(Extracted records)
┄┄┄┄┄┄

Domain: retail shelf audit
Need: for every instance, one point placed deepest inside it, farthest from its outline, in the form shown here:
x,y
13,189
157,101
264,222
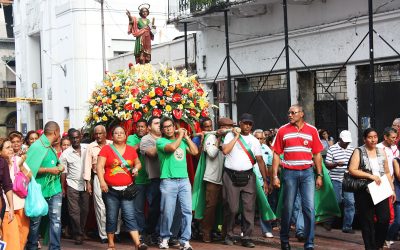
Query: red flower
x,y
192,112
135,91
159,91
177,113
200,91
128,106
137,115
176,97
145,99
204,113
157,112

┄┄┄┄┄┄

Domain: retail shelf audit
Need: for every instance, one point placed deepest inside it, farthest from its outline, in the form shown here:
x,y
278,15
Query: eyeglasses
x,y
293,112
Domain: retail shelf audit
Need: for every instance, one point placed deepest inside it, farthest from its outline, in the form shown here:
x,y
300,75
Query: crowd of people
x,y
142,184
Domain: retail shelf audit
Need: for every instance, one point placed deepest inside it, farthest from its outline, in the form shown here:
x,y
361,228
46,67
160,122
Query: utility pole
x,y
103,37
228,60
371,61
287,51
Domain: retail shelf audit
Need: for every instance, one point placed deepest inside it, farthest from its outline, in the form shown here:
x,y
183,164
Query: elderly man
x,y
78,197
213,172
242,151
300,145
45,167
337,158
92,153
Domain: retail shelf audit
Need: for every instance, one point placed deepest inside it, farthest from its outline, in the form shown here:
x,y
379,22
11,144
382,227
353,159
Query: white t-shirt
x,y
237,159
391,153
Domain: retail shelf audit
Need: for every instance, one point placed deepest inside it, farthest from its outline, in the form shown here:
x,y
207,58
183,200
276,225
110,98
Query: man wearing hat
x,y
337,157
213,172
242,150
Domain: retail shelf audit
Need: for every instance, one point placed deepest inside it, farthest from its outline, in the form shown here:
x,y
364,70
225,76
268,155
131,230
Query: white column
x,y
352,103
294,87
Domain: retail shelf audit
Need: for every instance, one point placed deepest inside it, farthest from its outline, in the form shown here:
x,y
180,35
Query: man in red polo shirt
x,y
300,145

┄┄┄┄┄┄

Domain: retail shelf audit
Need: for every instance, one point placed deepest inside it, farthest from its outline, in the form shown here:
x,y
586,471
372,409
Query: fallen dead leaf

┄┄┄┄┄┄

Return each line of the records above that contains the word "Query".

● Full response
Query: red flower
Query: eyeglasses
Query: crowd of people
Query: utility pole
Query: elderly man
Query: white t-shirt
Query: man wearing hat
Query: white column
Query: man in red polo shirt
Query: fallen dead leaf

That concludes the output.